(Natural-language object grounding data)
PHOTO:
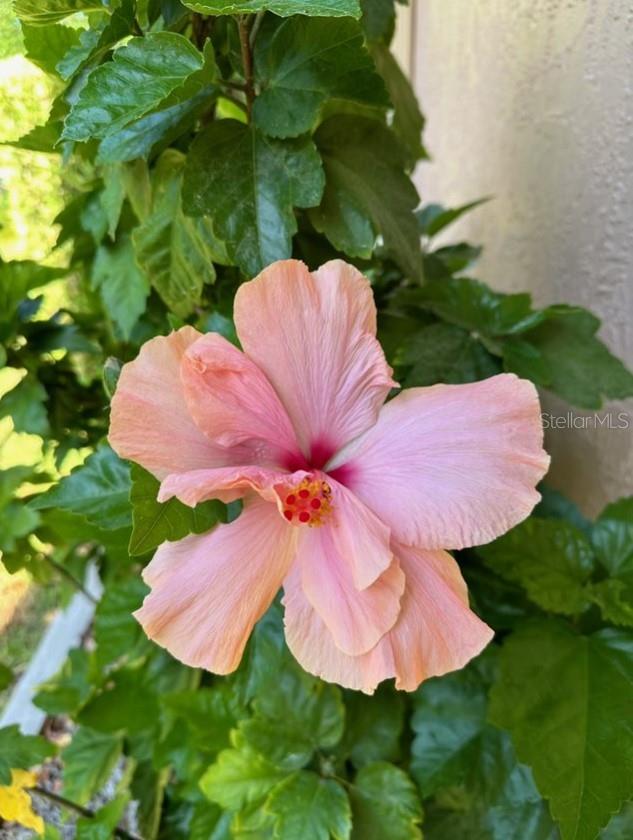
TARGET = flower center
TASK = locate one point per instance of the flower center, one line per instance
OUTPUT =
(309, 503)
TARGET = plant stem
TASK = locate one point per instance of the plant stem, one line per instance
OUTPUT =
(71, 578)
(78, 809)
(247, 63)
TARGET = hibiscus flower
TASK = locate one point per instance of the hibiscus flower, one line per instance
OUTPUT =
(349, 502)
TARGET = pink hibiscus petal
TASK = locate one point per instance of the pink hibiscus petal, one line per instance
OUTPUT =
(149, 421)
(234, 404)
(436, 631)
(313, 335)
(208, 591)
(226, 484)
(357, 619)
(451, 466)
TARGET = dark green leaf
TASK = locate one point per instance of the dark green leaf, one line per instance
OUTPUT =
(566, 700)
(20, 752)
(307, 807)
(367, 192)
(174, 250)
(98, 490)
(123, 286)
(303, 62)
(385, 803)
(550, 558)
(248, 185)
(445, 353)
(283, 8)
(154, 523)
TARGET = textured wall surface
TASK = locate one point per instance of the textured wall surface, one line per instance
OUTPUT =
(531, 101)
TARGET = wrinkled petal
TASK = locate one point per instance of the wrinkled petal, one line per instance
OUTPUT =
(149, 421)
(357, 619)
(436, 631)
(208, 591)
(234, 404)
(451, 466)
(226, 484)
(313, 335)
==
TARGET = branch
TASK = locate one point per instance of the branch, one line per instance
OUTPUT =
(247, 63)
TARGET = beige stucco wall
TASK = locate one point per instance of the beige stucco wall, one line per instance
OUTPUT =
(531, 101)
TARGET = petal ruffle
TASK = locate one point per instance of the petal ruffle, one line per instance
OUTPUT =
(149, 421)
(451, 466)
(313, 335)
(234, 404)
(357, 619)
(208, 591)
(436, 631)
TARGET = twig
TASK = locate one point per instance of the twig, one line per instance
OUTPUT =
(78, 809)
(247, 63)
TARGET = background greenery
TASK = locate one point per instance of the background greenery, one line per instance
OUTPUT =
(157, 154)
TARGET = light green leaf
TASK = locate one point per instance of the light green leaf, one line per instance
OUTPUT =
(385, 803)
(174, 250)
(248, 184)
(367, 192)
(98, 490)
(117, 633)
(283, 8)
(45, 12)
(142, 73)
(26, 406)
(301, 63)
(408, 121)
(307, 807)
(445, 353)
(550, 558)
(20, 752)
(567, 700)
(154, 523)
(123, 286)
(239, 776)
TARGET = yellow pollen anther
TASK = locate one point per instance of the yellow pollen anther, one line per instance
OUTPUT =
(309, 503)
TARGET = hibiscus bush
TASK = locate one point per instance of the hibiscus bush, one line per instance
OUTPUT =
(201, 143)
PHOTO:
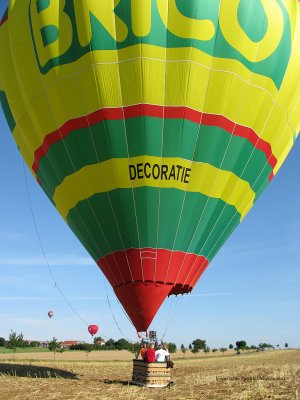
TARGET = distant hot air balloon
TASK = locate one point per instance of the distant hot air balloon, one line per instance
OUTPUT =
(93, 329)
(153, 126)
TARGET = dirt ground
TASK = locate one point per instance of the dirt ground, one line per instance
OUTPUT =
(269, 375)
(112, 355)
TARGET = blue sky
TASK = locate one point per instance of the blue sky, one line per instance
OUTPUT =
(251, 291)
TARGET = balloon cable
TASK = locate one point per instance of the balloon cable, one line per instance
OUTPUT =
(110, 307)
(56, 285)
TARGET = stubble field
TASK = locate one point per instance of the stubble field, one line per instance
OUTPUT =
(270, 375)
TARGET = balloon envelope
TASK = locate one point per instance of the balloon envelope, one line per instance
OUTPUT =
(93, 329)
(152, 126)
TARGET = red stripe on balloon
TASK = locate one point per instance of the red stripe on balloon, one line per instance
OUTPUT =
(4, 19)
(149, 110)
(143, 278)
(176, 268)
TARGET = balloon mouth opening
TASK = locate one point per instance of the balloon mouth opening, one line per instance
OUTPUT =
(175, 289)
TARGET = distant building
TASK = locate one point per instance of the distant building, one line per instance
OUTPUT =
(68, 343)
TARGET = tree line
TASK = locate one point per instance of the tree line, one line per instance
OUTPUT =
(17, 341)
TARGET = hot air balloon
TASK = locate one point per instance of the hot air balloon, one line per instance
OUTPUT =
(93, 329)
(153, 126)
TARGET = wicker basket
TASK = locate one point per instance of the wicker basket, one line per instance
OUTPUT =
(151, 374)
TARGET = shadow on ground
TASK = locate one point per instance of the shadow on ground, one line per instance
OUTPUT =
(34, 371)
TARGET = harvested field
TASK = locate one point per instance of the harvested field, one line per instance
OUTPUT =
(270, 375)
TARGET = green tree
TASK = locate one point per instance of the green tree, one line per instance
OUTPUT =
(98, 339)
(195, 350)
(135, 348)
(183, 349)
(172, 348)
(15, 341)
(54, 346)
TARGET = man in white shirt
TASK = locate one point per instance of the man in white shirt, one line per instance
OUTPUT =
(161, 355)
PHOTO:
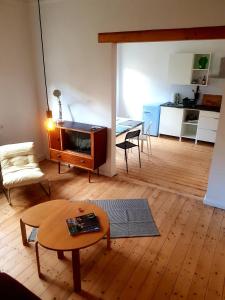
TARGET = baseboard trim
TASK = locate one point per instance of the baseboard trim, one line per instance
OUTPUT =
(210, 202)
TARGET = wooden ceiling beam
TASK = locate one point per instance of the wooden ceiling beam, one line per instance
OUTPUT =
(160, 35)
...
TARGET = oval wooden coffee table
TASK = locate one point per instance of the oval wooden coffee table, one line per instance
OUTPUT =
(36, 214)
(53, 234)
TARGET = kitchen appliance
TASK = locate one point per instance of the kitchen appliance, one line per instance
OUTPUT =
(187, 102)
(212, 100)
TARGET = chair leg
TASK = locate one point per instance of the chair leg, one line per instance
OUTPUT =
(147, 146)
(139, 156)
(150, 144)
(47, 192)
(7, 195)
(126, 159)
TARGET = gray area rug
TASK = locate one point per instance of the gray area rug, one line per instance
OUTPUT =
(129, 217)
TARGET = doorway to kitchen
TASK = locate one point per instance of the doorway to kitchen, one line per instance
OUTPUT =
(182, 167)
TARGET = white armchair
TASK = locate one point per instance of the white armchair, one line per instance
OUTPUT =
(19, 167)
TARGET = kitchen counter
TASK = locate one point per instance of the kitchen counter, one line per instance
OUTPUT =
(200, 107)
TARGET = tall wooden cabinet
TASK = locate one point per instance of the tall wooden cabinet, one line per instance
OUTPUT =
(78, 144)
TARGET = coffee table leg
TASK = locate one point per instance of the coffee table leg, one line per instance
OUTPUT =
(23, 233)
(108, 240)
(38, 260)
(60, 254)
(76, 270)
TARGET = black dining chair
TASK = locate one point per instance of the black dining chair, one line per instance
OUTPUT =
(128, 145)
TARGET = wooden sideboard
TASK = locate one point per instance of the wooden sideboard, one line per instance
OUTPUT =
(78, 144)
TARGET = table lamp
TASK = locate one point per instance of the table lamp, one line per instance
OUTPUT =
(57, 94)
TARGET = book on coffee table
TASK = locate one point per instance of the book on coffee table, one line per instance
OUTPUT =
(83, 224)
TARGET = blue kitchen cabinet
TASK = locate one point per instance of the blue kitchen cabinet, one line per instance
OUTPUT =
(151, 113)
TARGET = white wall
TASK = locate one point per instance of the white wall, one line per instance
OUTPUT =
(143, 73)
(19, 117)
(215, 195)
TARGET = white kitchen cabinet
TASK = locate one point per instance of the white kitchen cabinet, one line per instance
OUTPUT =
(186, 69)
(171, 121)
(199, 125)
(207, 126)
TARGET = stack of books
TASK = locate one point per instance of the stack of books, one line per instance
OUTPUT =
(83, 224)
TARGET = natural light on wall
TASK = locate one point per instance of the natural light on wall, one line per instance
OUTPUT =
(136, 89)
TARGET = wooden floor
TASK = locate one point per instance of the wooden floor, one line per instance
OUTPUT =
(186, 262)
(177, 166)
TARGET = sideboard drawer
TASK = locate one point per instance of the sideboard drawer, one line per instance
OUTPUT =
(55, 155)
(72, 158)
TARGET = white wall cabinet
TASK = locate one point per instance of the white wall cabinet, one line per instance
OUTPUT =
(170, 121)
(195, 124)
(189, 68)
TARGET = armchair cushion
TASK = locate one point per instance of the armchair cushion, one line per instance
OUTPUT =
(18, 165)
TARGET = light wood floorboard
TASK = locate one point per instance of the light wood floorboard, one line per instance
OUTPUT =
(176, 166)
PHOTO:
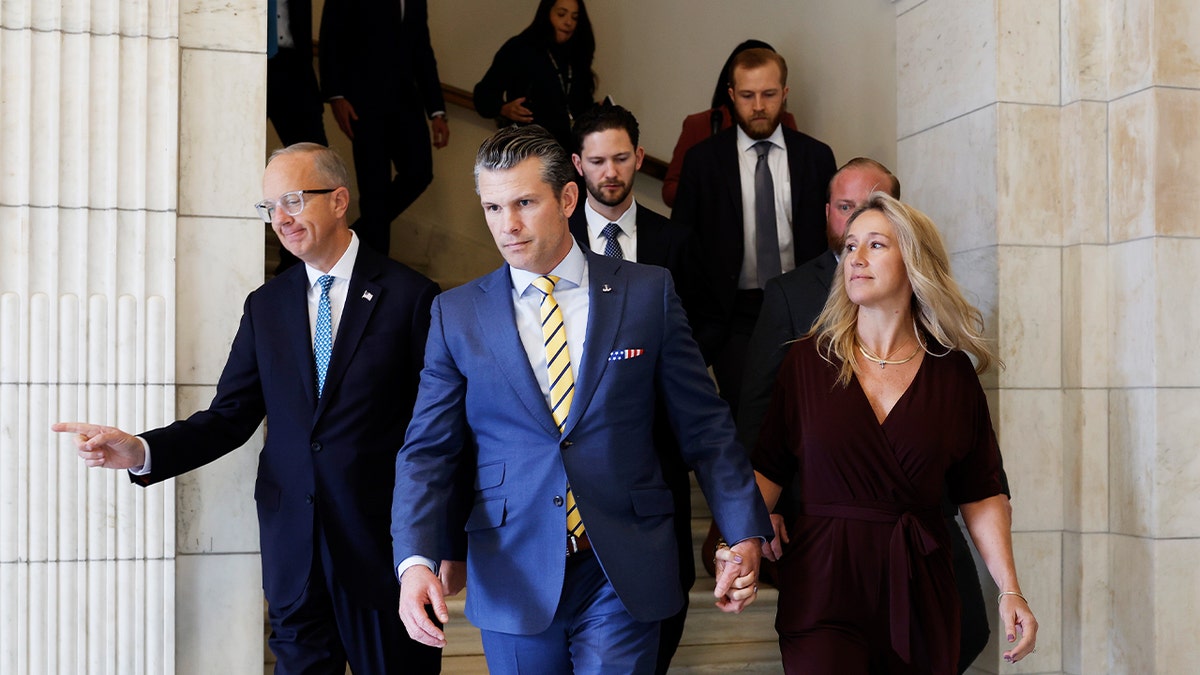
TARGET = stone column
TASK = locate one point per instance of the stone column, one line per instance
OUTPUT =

EXERCISE AIM: Pick every line of the data that includes the string "surface".

THE ANSWER:
TARGET = textured wall surface
TASK = locate one point per instance of the textured wall surface, one line per instance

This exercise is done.